What you should copy is the line containing "Target: shadow on water" and all lines after it in the entries below, exactly and without anything added.

------ The data

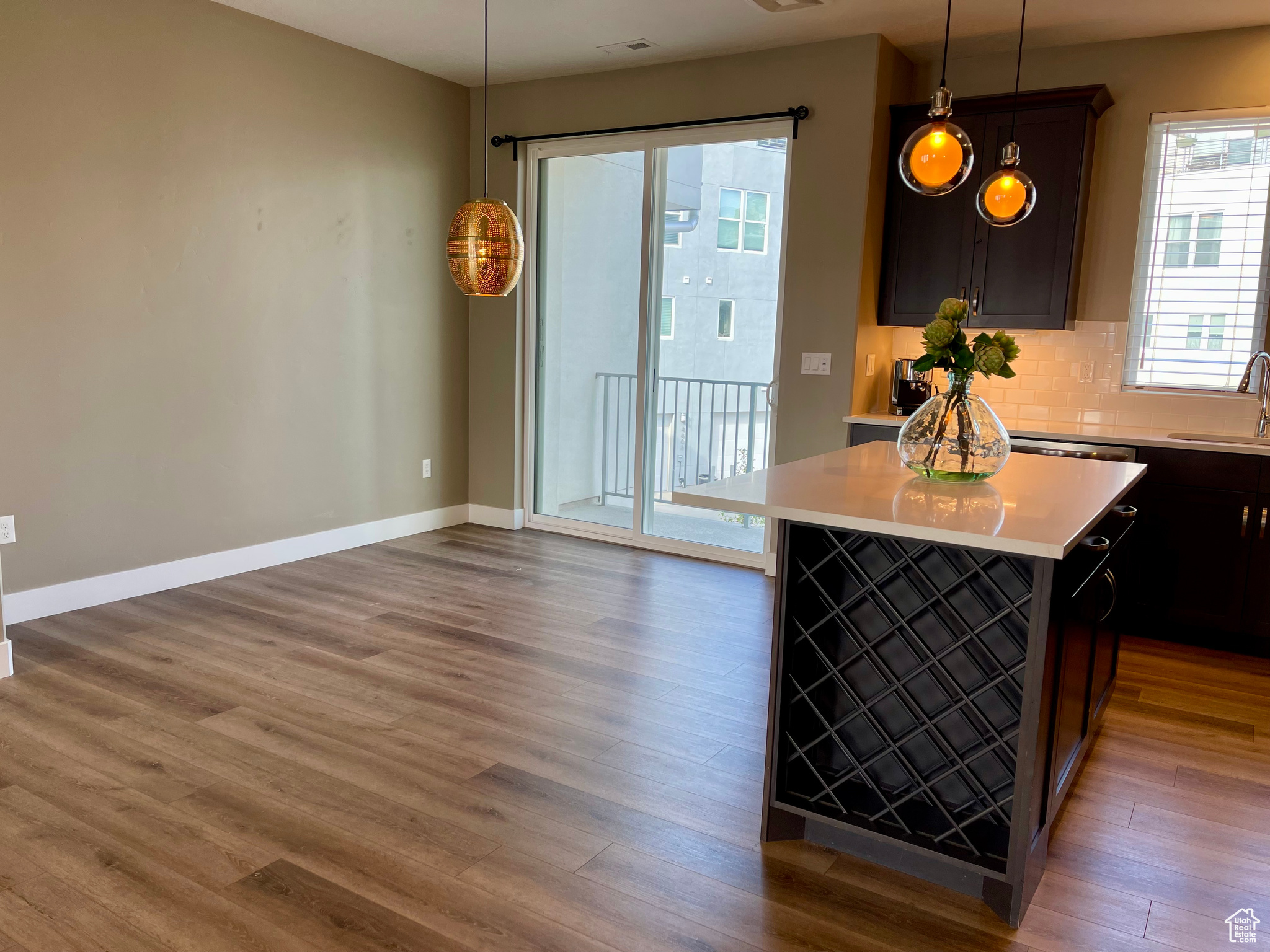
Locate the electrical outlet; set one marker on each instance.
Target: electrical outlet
(817, 363)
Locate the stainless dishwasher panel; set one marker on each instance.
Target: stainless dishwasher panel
(1080, 451)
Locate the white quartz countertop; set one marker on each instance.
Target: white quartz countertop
(1091, 433)
(1037, 506)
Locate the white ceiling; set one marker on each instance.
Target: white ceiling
(534, 38)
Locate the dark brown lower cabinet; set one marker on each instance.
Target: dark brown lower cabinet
(1196, 552)
(1089, 644)
(931, 705)
(1256, 598)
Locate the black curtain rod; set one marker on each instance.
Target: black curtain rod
(797, 113)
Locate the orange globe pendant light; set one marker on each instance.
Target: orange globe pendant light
(1008, 196)
(486, 249)
(939, 156)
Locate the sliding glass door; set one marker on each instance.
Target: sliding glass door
(654, 291)
(588, 323)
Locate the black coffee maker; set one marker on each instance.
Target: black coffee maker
(908, 389)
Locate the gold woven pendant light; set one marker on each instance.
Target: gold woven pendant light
(487, 247)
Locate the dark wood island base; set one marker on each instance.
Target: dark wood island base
(917, 689)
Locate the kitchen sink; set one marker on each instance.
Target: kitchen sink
(1222, 438)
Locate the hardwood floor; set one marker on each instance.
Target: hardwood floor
(477, 739)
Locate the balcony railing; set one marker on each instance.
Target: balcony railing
(706, 430)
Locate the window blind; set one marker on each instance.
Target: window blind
(1199, 282)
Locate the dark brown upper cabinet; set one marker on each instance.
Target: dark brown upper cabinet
(1019, 277)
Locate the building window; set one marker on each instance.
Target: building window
(1217, 332)
(1208, 240)
(673, 239)
(727, 311)
(1178, 249)
(1202, 239)
(744, 220)
(1194, 332)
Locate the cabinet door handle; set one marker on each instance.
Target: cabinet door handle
(1110, 576)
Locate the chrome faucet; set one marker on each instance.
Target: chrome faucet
(1265, 386)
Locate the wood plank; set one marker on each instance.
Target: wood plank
(415, 655)
(623, 824)
(1094, 903)
(153, 691)
(431, 840)
(528, 703)
(660, 800)
(512, 650)
(1157, 870)
(1223, 787)
(670, 714)
(1184, 930)
(329, 915)
(1161, 714)
(393, 880)
(486, 816)
(66, 731)
(686, 775)
(1178, 800)
(768, 919)
(187, 664)
(1209, 834)
(1112, 810)
(386, 728)
(149, 896)
(587, 907)
(739, 762)
(45, 914)
(202, 855)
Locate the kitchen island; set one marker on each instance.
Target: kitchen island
(940, 663)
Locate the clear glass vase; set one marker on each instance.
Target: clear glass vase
(954, 437)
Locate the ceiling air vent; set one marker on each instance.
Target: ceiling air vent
(783, 6)
(630, 46)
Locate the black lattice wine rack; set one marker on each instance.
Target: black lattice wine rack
(902, 687)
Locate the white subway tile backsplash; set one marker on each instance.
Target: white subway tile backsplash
(1048, 385)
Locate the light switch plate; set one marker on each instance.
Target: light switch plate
(817, 363)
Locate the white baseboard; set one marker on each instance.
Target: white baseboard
(498, 518)
(86, 593)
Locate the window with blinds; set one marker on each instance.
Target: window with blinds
(1199, 283)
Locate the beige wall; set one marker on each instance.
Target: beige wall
(1215, 70)
(828, 206)
(225, 315)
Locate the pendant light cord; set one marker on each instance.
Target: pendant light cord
(486, 138)
(948, 25)
(1019, 66)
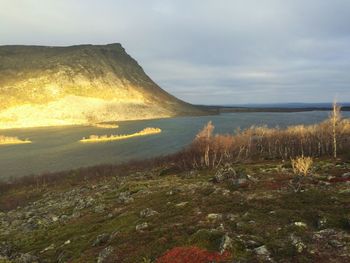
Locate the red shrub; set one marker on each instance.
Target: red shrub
(191, 255)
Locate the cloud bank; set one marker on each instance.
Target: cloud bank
(207, 52)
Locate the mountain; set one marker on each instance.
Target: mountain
(46, 86)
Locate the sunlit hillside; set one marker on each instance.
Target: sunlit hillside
(44, 86)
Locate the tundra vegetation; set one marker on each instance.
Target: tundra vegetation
(225, 198)
(105, 138)
(4, 140)
(105, 125)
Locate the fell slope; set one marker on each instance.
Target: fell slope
(44, 86)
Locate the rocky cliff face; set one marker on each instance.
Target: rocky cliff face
(44, 86)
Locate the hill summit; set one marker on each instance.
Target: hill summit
(47, 86)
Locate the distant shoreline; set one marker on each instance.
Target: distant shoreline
(226, 109)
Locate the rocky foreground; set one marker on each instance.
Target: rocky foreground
(239, 213)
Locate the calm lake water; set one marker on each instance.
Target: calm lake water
(58, 148)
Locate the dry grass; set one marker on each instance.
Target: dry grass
(209, 150)
(104, 138)
(4, 140)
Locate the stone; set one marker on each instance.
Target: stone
(147, 212)
(262, 251)
(214, 217)
(300, 224)
(182, 204)
(142, 226)
(125, 198)
(224, 173)
(101, 239)
(322, 223)
(226, 243)
(335, 243)
(99, 209)
(297, 243)
(27, 258)
(346, 175)
(104, 254)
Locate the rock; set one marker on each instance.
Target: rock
(142, 226)
(224, 173)
(6, 250)
(27, 258)
(346, 175)
(182, 204)
(226, 243)
(335, 243)
(147, 212)
(344, 191)
(101, 239)
(321, 223)
(262, 251)
(99, 209)
(300, 224)
(104, 254)
(51, 247)
(232, 217)
(214, 217)
(125, 198)
(238, 182)
(263, 254)
(297, 243)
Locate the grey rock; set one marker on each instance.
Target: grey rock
(297, 243)
(27, 258)
(335, 243)
(125, 198)
(214, 217)
(147, 212)
(99, 209)
(226, 243)
(346, 175)
(224, 173)
(142, 226)
(262, 251)
(322, 223)
(104, 254)
(101, 239)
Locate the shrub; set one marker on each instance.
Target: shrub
(324, 139)
(302, 165)
(191, 255)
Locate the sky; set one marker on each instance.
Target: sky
(206, 51)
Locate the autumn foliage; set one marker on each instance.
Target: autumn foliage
(209, 150)
(191, 255)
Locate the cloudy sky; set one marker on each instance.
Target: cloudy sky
(206, 51)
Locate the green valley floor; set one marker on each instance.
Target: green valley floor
(244, 212)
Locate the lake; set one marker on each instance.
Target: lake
(58, 148)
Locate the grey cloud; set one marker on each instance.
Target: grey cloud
(227, 51)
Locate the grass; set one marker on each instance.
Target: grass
(188, 226)
(106, 138)
(7, 140)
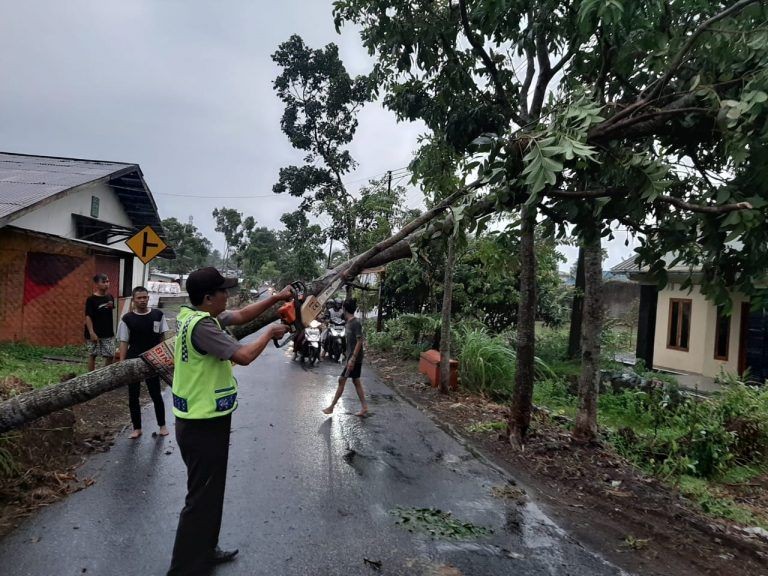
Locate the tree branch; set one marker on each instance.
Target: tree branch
(490, 65)
(704, 209)
(680, 56)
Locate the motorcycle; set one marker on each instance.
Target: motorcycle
(309, 345)
(335, 343)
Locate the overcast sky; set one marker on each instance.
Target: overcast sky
(184, 89)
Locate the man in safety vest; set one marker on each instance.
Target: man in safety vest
(204, 397)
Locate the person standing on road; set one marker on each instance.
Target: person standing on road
(204, 397)
(354, 365)
(139, 331)
(99, 323)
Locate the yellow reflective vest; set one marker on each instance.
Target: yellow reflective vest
(203, 385)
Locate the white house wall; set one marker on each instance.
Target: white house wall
(56, 217)
(700, 357)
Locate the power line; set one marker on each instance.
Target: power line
(216, 196)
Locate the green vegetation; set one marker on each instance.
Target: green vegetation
(27, 363)
(437, 523)
(699, 445)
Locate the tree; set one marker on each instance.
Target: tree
(260, 245)
(321, 102)
(631, 73)
(235, 229)
(191, 247)
(214, 259)
(585, 429)
(301, 247)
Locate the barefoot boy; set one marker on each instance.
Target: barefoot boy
(139, 331)
(354, 358)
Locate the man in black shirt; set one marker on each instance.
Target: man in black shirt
(139, 331)
(354, 330)
(99, 323)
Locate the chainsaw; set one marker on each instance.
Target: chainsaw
(299, 312)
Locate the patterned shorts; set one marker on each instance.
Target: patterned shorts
(104, 347)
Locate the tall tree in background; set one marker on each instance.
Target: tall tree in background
(260, 245)
(191, 247)
(235, 229)
(321, 103)
(690, 72)
(301, 247)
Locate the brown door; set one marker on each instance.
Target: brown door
(743, 330)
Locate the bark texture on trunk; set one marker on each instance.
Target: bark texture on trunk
(522, 398)
(445, 327)
(585, 429)
(31, 405)
(577, 310)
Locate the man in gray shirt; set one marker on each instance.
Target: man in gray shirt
(354, 358)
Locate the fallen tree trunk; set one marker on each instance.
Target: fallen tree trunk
(29, 406)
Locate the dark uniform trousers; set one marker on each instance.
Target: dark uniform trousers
(204, 446)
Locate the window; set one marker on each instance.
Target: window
(679, 324)
(722, 334)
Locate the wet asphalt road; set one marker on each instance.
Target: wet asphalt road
(307, 494)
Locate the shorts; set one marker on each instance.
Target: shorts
(104, 347)
(355, 373)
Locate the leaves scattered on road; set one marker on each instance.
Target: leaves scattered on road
(437, 523)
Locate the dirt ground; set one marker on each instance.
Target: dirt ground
(610, 507)
(49, 451)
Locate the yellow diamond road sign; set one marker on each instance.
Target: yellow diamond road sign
(146, 244)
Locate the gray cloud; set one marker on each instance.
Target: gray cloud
(184, 88)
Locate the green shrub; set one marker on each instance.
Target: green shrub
(552, 345)
(554, 394)
(382, 341)
(27, 363)
(700, 438)
(409, 334)
(486, 365)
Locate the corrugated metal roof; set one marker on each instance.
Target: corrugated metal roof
(628, 265)
(27, 180)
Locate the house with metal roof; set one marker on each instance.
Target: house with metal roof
(680, 330)
(62, 220)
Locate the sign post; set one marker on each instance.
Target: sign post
(146, 244)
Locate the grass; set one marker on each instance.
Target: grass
(713, 502)
(27, 363)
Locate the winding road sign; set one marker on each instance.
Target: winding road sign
(146, 244)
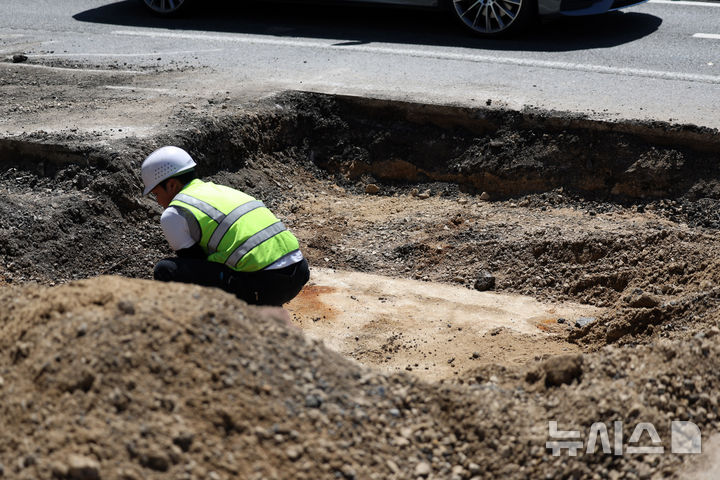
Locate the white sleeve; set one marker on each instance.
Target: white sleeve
(177, 229)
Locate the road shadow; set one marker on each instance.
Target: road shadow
(357, 24)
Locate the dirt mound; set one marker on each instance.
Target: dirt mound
(118, 378)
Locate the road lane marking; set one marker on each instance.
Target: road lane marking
(77, 70)
(155, 54)
(713, 36)
(439, 55)
(685, 2)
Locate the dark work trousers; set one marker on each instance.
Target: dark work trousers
(264, 287)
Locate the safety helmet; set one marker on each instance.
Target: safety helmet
(164, 163)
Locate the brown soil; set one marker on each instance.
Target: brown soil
(396, 205)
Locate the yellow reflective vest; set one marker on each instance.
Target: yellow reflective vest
(237, 229)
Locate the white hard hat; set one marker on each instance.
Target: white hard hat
(164, 163)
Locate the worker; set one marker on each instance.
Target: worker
(222, 237)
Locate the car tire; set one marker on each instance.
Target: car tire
(167, 7)
(494, 18)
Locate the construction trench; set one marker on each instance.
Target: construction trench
(476, 275)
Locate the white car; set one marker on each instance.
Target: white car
(486, 18)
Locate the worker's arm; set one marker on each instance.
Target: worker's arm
(194, 251)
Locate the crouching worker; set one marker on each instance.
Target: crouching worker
(222, 237)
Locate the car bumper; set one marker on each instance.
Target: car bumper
(576, 8)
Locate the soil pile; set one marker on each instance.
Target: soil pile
(131, 379)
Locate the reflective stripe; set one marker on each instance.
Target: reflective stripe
(253, 242)
(228, 222)
(204, 207)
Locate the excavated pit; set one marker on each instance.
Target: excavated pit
(617, 218)
(559, 208)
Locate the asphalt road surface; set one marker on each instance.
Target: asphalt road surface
(659, 60)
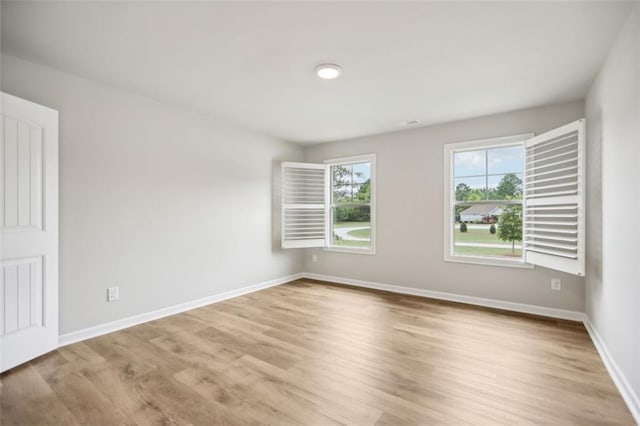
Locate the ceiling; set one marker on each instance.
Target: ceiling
(252, 63)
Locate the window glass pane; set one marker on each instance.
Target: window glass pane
(361, 172)
(341, 175)
(351, 226)
(470, 189)
(506, 160)
(341, 194)
(505, 187)
(488, 230)
(469, 163)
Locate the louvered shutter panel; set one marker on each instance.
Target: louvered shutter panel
(554, 199)
(304, 202)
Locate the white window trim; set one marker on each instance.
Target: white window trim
(371, 159)
(449, 199)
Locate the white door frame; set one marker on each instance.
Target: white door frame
(28, 231)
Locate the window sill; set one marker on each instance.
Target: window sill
(483, 261)
(370, 252)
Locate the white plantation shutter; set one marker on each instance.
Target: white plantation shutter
(304, 202)
(554, 199)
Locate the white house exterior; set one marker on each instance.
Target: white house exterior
(480, 211)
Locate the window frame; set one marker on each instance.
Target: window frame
(449, 199)
(357, 159)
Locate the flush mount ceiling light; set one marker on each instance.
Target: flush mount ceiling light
(328, 71)
(408, 123)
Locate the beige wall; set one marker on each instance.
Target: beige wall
(613, 140)
(166, 204)
(410, 214)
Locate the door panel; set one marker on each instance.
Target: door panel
(28, 231)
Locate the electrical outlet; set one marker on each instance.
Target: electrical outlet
(113, 294)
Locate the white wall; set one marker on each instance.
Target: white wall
(613, 139)
(410, 214)
(169, 205)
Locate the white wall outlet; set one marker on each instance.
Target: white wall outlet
(113, 294)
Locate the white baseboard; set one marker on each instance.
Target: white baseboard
(630, 397)
(98, 330)
(452, 297)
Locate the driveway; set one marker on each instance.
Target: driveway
(343, 233)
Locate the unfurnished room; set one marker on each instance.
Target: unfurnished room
(319, 213)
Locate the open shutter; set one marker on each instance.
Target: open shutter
(554, 199)
(304, 202)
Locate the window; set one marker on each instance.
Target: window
(330, 205)
(485, 214)
(351, 203)
(517, 201)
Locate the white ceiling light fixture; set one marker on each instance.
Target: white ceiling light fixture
(328, 71)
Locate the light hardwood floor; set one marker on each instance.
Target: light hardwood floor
(316, 353)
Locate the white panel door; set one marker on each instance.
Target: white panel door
(28, 231)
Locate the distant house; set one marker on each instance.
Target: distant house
(479, 212)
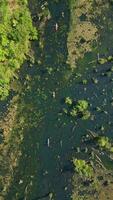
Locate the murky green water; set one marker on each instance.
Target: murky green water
(44, 170)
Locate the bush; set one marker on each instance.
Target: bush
(16, 31)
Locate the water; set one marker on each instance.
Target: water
(45, 169)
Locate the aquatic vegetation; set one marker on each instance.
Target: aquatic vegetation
(16, 32)
(86, 115)
(74, 112)
(102, 61)
(104, 142)
(85, 81)
(80, 108)
(68, 101)
(82, 168)
(95, 80)
(82, 105)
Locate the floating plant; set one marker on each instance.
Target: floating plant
(78, 109)
(83, 168)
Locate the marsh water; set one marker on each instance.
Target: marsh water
(45, 170)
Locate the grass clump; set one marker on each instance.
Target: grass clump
(77, 109)
(82, 168)
(16, 32)
(104, 143)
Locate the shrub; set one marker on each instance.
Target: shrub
(16, 31)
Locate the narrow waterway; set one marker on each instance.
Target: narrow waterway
(45, 170)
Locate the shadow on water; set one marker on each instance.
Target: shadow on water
(44, 169)
(39, 175)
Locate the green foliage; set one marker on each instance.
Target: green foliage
(82, 105)
(77, 109)
(104, 142)
(16, 31)
(68, 101)
(83, 168)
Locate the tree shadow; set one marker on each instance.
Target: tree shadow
(40, 167)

------------

Your solution
Target: shadow on water
(44, 169)
(39, 175)
Locate the green foliage; set one marker on each instance.
Target: green foliage
(82, 105)
(77, 109)
(104, 142)
(16, 31)
(68, 101)
(83, 168)
Locate the tree shadow; set one marker on each instance.
Target: tree shadow
(40, 167)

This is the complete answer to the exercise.